* **Short exercise**: Transcribe every line of the records verbatim.

[Saved entries]
<<<<

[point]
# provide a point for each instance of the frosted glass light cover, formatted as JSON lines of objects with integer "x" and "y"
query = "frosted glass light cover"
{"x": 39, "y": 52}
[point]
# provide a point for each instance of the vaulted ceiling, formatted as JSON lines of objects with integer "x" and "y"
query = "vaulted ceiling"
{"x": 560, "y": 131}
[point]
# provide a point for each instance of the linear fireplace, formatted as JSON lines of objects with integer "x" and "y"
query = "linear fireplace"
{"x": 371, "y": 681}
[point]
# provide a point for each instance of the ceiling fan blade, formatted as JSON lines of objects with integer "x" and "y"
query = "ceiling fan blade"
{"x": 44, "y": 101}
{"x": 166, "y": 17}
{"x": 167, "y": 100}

>>>>

* **Result of this task**:
[point]
# provide a point for each instance of the frosted glass light cover, formatted as JSON lines of objects with integer "x" and "y"
query = "frosted glass light cover"
{"x": 39, "y": 52}
[point]
# provide a point for each instance of the vaulted ceiling, formatted as JSON lines of objects with integer "x" and "y"
query = "vaulted ceiling"
{"x": 560, "y": 131}
[point]
# provide a point for each instance of the linear fireplace, formatted as JSON lines of objects with integer "x" and "y"
query = "linear fireplace"
{"x": 371, "y": 681}
[point]
# provide a point for each instance of the ceiling fan blade, formatted as JSON lines of objects with integer "x" and "y"
query = "ceiling fan blade"
{"x": 44, "y": 101}
{"x": 166, "y": 17}
{"x": 167, "y": 100}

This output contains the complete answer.